Document excerpt:
Assumption A: Hereafter, in Problem (QCMOP), X is a nonempty closed convex set in \(\mathbb {R}^n\), and \(f_i,g_j\), for \(i=1,2,\ldots ,m,~j=1,2,\ldots ,q,\) are continuous quasiconvex functions from \(\mathbb {R}^n\) to \(\mathbb {R}\).

Remark 1

Although we consider Assumption A for the whole paper, some of our results hold under weaker conditions as well. For example, in some theorems lower/upper-semicontinuity instead of continuity is enough.

For each j, set

$$\begin{aligned} M_j:=\big \{ x\in \mathbb {R}^n : g_j(x) \le 0 \big \}. \end{aligned}$$

Furthermore, set

$$\begin{aligned} M:=X \cap \bigg (\displaystyle \cap _{j=1}^q M_j\bigg ). \end{aligned}$$

Indeed, M is the set of feasible solutions of (QCMOP). For \({\hat{x}}\in M\), set

$$\begin{aligned} J({\hat{x}}):=\big \{j\in \{1,2,\ldots ,q\} : g_j({\hat{x}})=0 \big \}. \end{aligned}$$

Definition 2.4

[10] A feasible solution \({\hat{x}} \in M\) is said to be a weakly efficient solution of (QCMOP) if there is no \(x\in M\) satisfying \(f_i(x)< f_i({\hat{x}}),~i=1,\ldots ,m\). The set of all weakly efficient solutions of (QCMOP) is denoted by \(W^{qc}\).

3 Main results

The first part of this section is devoted to establishing necessary conditions for weakly efficient solutions of (QCMOP) in terms of \(\partial ^{\star }\) and \(\partial ^P\). Deriving necessary optimality conditions in multiobjective programming (for numerical, theoretical, and practical purposes) is the main subject of many publications appeared in recent years; See e.g. [19, Chapters 9 and 10] and the references therein.

Raw data:
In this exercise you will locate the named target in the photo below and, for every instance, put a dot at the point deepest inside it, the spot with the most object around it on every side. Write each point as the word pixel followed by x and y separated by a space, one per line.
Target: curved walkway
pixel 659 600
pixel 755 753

Tasks for this exercise:
- 1) From the excerpt on quasiconvex multiobjective programming, reproduce word for word the passage that starts at the words "Although we consider" and ends after "continuity is enough.".
- 2) Continue the excerpt on quasiconvex multiobjective programming, starting right after its last sentence.

Answers below:
- 1)
Although we consider Assumption A for the whole paper, some of our results hold under weaker conditions as well. For example, in some theorems lower/upper-semicontinuity instead of continuity is enough.

- 2)
The following Constraint Qualifications (CQs) help us in deriving optimality conditions.

Definition 3.1

We say

1. (i)

   (QCMOP) satisfies CQ1 if there exists some \({\bar{x}} \in int\, X\) with \(g_j({\bar{x}})<0,~j=1,2,\ldots ,q\).

2. (ii)

   (QCMOP) satisfies \(CQ2^P\) at \({\hat{x}}\in M\) if

   $$\begin{aligned} N(M,{\hat{x}})\subseteq conv\Big (\bigcup _{j\in J({\hat{x}})}\partial ^P g_j({\hat{x}})\Big ). \end{aligned}$$

CQ1 is a variant of Slater CQ [4, 27]. Theorem 3.1 presents necessary optimality conditions in terms of \(\partial ^*\) and \(\partial ^P\).

Theorem 3.1

(Necessary conditions in terms of\(\partial ^*\) and \(\partial ^P\)) Consider Problem (QCMOP) satisfying Assumption A. Assume that \(f_1,f_2,\ldots ,f_m\) are strongly quasiconvex. Let \({\hat{x}} \in W^{qc}\) while \({\hat{x}} \notin W^{F}\). Under either (CQ1) or (\(CQ2^{P}\)) one has

1. (i)

   \(\Big (- \sum _{i=1}^m \partial ^P f_i({\hat{x}})\Big ) \cap \Big ( \sum _{j\in J({\hat{x}})}\partial ^P g_j({\hat{x}}) + N(X,{\hat{x}})\Big ) \ne \{0\};\)

2. (ii)

   \(0\in \sum _{i=1}^m \lambda _i\partial ^* f_i({\hat{x}})+\sum _{j\in J({\hat{x}})}\partial ^P g_j({\hat{x}}) + N(X,{\hat{x}})\) for some \(\lambda _1,\ldots ,\lambda _m\ge 0\) with \(\sum _{i=1}^m\lambda _i=1.\)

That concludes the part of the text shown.